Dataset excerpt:

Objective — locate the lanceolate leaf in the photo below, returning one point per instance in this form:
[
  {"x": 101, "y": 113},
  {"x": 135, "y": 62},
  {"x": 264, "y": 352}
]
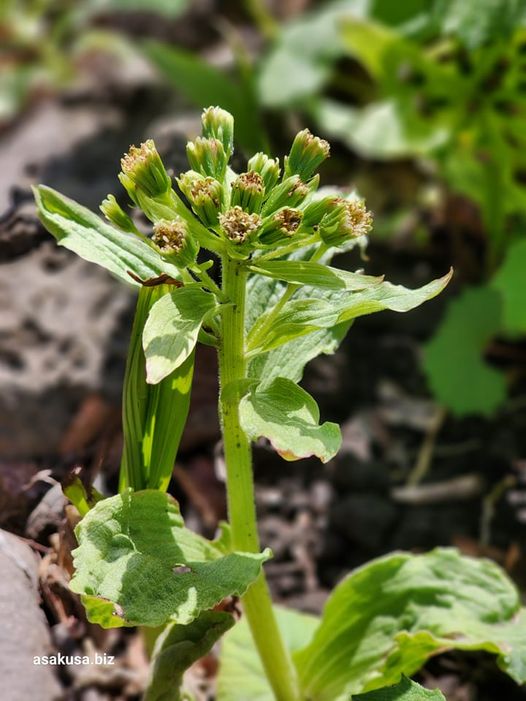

▸ WHAT IS NEEDED
Output the lines above word for word, omitting the picture.

▸ CORRECT OUTPUT
Objective — locate the lanceolate leaf in the photo below, returning one point per instance in this form:
[
  {"x": 101, "y": 113},
  {"x": 135, "y": 62},
  {"x": 264, "y": 352}
]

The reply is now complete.